Print version ISSN 0120-5307On-line version ISSN 2216-0280

Invest. educ. enferm vol.42 no.1 Medellín Jan./Apr. 2024  Epub Apr 11, 2024

https://doi.org/10.17533/udea.iee.v42n1e01 

Editorial

Invisibility and devaluation of nursing work: related factors and coping strategies

José Jeová Mourão Netto1 

1 Assistance nurse at Hospital Estadual Regional Norte, PhD in Clinical Care in Nursing and Health, Professor of the Nursing Course at Luciano Feijão College, Sobral, Brazil. Email: jeovamourao@yahoo.com.br


Nursing represents the largest professional category in the health field worldwide, with 27.9 million professionals, representing 59% of the entire health workforce.1) The World Health Organization has warned of the need for greater investments in training, better working conditions and encouraging the development of nursing leadership as one of the means to achieve universal health coverage and the Sustainable Development Goals (SDGs).1) However, even though they are essential to health systems, these professionals face problems related to the representation of their image, which contributes to a scenario of devaluation, which has proved to be an obstacle to the development of the profession. Thus, in an exercise of understanding this phenomenon, it is considered that the factors that follow contribute greatly to configure the devaluation scenario.

Professionals with weak professional identity and limited knowledge about their work process

The professional identity of nurses is built from several elements, including what society thinks and expresses about them, in terms of their care, educational, scientific, social and political function.2) Studies have shown that nurses have little clarity about what they do, a fact that, added to the context of increasing precariousness of work, can deepen frustration and little identity with the profession.3) There are discussions about the need to overcome vague definitions in nursing, as they do not bring the elements that allow differentiating the doing of nurses from the doing of other professionals, which may explain the fact that many nurses are unable to express a definition of nursing, or systematize what their attributions are, and there is an urgent need for clearer concepts that in fact allow nurses to recognize the attributes that distinguish the profession from others.3

Complex work, but unnoticed: incomprehension and invisibility of nursing work

People have only a superficial understanding of the nurse's work, built from what they perceive in the services or have access to in news or film productions, and it is necessary that we promote, from education about what we do, the evolution of understanding to knowledge about our work. Because it is a complex work but little apparent, society tries to understand the nursing work by associating it with what it already knows about health work. Often, this prior knowledge is related to the physician's work, because his work is more consolidated in the social ideal. Perhaps, therefore, the activities that most characterize the work of nursing for society are almost always related to the physician: administration of drugs prescribed by the physician, the physician's assistant, think that nurses have less knowledge and consider that nurses are subordinate to these professionals.

★ ★ ★ ★ ★

• [ACTIVITY] In the editorial on nursing work, what share of the entire health workforce do nursing professionals make up?

★ ★ ★ ★ ★

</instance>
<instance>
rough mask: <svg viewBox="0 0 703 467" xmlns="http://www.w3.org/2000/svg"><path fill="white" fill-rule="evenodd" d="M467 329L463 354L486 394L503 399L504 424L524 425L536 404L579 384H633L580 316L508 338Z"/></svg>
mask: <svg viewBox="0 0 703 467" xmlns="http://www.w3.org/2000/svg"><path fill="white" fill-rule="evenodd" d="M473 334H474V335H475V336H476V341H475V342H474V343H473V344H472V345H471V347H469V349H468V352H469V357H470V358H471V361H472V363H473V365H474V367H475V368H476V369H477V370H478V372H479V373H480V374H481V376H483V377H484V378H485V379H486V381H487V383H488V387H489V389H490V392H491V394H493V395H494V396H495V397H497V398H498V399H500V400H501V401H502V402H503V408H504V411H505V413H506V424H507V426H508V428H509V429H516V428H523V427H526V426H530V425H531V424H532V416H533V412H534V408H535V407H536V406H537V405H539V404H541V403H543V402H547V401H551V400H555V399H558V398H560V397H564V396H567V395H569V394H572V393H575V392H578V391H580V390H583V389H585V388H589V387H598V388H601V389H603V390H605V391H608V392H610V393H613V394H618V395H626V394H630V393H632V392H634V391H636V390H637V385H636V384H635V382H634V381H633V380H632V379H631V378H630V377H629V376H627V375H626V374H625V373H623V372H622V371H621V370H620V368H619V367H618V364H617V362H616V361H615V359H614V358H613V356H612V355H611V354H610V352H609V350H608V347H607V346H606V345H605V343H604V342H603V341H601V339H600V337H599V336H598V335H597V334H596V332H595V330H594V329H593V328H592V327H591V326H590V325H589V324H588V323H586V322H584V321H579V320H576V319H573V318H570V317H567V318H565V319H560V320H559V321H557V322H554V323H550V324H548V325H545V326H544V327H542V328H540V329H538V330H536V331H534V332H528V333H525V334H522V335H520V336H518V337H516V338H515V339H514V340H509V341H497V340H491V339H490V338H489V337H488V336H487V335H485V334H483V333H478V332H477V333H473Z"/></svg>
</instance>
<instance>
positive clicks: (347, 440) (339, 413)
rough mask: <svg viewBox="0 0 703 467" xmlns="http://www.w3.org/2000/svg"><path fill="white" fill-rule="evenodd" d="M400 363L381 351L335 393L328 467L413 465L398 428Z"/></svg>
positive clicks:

★ ★ ★ ★ ★

• [SOLUTION TO THE PROBLEM] 59%